### [THE PROBLEM]
From the data below, set down exactly the lines between the one holding "Target: golden bun crust" and the one holding "Target: tall dry grass stalk", inclusive, and no others.

### [SUPPLIED INFORMATION]
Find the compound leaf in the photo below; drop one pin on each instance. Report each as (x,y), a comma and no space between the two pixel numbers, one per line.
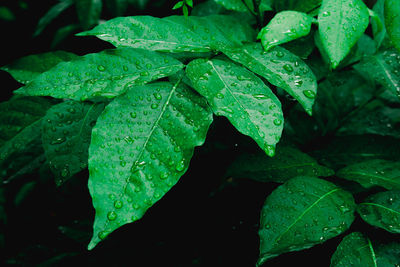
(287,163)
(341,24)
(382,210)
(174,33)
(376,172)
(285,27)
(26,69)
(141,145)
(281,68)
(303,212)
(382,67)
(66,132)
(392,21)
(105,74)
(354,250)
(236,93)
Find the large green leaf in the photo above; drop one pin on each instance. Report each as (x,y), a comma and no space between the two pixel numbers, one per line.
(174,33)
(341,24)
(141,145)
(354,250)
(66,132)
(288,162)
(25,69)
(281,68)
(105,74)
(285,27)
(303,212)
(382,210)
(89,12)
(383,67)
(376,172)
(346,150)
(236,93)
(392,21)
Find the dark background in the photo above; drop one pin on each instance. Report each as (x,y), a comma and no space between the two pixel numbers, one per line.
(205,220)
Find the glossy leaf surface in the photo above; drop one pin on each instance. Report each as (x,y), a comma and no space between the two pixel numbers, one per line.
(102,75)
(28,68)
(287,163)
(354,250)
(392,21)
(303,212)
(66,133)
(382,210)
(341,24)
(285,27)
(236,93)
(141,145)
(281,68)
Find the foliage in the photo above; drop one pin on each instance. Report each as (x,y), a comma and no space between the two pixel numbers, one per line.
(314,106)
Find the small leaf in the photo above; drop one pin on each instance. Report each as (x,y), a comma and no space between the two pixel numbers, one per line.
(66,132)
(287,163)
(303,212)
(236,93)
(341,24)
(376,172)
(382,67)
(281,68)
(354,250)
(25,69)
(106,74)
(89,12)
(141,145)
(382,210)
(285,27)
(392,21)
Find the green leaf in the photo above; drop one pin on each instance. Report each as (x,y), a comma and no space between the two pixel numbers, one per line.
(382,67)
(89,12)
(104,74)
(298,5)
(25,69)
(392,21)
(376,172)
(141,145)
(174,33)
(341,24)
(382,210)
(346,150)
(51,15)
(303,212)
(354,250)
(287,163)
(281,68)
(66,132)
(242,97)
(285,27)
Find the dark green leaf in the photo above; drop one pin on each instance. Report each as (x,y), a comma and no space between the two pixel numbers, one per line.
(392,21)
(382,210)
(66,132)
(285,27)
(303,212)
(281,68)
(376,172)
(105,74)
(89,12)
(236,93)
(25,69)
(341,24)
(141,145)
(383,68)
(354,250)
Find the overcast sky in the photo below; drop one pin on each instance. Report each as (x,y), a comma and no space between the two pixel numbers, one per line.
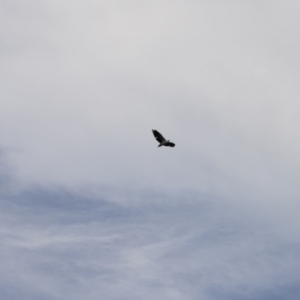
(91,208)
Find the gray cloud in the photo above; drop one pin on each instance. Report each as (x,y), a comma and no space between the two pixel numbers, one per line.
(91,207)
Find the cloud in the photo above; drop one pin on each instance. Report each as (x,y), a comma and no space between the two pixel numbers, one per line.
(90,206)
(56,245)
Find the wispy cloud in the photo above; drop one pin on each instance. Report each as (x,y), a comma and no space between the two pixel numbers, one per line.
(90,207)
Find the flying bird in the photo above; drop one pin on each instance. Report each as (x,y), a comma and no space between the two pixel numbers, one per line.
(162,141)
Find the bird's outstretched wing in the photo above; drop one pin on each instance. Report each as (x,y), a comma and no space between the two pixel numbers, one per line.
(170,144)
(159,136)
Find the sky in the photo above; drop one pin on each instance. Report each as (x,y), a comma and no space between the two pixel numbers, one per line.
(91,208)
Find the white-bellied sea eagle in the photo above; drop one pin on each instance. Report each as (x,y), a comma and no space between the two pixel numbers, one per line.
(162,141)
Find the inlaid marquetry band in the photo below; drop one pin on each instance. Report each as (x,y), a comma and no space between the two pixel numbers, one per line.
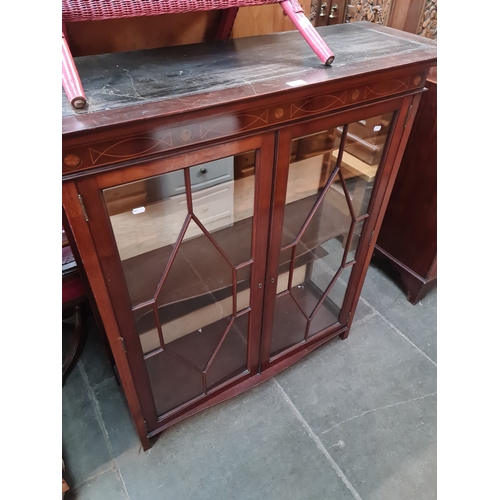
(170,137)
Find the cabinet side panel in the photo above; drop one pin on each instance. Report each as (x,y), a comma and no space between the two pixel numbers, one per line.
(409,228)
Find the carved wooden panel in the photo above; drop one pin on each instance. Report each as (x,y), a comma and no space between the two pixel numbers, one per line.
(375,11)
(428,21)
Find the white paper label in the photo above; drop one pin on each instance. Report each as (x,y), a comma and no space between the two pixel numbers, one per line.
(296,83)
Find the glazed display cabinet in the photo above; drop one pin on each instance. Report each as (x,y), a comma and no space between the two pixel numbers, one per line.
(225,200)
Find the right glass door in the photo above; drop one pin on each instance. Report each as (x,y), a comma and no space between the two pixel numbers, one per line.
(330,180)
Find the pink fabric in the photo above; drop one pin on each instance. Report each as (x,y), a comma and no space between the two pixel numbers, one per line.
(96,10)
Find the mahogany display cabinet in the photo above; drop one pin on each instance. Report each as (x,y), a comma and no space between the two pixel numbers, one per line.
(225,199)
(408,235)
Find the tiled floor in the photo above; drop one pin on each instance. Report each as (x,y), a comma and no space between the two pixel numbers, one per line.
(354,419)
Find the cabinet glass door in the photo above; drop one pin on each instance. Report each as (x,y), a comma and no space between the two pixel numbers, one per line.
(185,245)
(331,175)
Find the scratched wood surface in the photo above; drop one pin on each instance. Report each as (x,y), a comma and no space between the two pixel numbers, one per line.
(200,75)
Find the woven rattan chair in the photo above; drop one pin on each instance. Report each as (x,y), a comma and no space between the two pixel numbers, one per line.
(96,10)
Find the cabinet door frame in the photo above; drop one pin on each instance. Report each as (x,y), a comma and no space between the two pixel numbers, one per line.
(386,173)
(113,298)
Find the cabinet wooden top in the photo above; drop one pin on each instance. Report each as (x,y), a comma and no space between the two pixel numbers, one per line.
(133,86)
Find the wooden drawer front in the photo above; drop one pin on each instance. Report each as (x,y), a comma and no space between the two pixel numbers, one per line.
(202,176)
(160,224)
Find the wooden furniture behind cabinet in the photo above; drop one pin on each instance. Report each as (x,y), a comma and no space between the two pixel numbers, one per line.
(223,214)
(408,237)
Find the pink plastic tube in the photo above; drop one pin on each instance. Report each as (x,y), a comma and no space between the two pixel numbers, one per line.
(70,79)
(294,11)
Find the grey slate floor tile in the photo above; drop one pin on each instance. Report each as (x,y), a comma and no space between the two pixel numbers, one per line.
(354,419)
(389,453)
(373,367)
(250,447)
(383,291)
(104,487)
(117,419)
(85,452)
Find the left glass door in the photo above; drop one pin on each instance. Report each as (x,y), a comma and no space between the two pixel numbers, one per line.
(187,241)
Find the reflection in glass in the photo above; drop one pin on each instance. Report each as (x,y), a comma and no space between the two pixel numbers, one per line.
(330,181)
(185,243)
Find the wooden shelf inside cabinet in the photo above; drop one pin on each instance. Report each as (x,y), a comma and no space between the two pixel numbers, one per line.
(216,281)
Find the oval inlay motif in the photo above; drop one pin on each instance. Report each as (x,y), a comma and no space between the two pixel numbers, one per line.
* * *
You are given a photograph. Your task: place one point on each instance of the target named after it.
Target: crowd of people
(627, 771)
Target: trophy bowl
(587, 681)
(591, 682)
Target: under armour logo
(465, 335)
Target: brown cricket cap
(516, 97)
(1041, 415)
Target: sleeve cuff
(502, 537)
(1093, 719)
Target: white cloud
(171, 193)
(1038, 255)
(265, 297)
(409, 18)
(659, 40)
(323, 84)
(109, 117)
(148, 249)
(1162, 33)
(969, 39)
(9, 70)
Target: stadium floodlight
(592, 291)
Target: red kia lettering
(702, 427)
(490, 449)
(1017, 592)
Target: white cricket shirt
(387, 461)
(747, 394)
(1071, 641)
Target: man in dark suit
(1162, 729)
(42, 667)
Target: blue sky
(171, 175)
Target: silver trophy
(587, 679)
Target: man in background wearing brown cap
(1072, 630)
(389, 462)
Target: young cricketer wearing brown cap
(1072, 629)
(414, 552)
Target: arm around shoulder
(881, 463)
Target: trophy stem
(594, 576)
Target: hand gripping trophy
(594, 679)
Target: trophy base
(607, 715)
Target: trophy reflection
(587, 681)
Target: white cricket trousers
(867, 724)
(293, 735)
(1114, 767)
* * *
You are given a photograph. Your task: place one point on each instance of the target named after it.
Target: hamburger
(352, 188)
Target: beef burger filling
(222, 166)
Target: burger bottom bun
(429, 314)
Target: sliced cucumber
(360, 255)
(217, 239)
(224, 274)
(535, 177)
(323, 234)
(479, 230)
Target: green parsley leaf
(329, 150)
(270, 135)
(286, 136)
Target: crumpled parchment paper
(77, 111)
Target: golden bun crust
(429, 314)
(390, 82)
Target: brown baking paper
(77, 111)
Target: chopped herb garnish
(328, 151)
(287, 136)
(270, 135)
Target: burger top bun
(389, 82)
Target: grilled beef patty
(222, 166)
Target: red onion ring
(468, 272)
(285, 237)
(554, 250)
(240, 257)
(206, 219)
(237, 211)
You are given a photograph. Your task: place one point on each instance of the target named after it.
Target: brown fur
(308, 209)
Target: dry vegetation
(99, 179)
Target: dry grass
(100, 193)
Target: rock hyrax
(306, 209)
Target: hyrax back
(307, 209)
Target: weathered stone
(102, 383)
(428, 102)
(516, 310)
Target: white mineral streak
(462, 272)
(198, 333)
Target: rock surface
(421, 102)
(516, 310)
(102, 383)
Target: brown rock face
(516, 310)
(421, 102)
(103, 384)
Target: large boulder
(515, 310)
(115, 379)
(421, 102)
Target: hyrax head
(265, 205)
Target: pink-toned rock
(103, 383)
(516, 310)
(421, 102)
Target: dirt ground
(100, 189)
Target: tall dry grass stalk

### [RESULT]
Target: golden bun crust
(429, 314)
(390, 82)
Target: brown baking paper
(77, 111)
Target: chopped herb garnish
(328, 151)
(287, 136)
(270, 135)
Target: burger top bun
(389, 82)
Target: grilled beef patty
(222, 166)
Target: red onion ring
(468, 272)
(285, 237)
(554, 250)
(240, 257)
(206, 219)
(237, 211)
You are given a photograph. Your task: place one point on each instance of the target named after it.
Target: brown fur
(308, 209)
Target: dry vegetation
(99, 179)
Target: dry grass
(100, 193)
Target: rock hyrax
(306, 209)
Target: hyrax back
(307, 209)
Target: weathered stone
(102, 383)
(428, 102)
(516, 310)
Target: white mineral streak
(462, 272)
(198, 333)
Target: rock surface
(421, 102)
(516, 310)
(102, 383)
Target: brown rock face
(516, 310)
(421, 102)
(103, 384)
Target: large boulder
(515, 310)
(115, 379)
(421, 102)
Target: hyrax head
(265, 205)
Target: pink-toned rock
(103, 383)
(516, 310)
(421, 102)
Target: dirt ground
(100, 189)
Target: tall dry grass stalk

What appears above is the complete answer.